◆ **The task**
Reproduce each of the following entries verbatim, changing nothing.

◆ **Input**

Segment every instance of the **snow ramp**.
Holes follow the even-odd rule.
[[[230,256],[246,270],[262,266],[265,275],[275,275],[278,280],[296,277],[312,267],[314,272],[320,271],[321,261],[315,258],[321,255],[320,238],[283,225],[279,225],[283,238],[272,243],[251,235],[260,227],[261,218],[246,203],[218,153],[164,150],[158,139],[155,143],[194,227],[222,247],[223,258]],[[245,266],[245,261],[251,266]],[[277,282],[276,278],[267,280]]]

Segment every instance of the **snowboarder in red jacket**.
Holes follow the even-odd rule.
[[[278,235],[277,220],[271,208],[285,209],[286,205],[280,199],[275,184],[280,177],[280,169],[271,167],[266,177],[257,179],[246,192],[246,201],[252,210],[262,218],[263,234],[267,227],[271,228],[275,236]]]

◆ **Result**
Segment every instance of the **snow ramp**.
Holes follow the even-odd rule.
[[[230,256],[246,270],[262,266],[265,275],[275,275],[278,280],[296,277],[312,267],[314,272],[320,271],[321,261],[315,258],[321,255],[320,238],[283,225],[279,225],[283,238],[272,243],[251,235],[260,227],[261,218],[246,203],[218,153],[164,150],[158,139],[155,143],[194,227],[222,247],[223,258]],[[245,266],[245,261],[251,266]],[[277,282],[276,278],[267,280]]]

Segment every instance of the **snowboarder in red jacket**.
Holes follow the even-odd rule.
[[[278,235],[277,220],[271,208],[285,209],[286,205],[280,199],[275,184],[280,177],[280,169],[271,167],[266,177],[257,179],[246,192],[246,201],[252,210],[262,218],[263,234],[267,227],[271,228],[275,236]]]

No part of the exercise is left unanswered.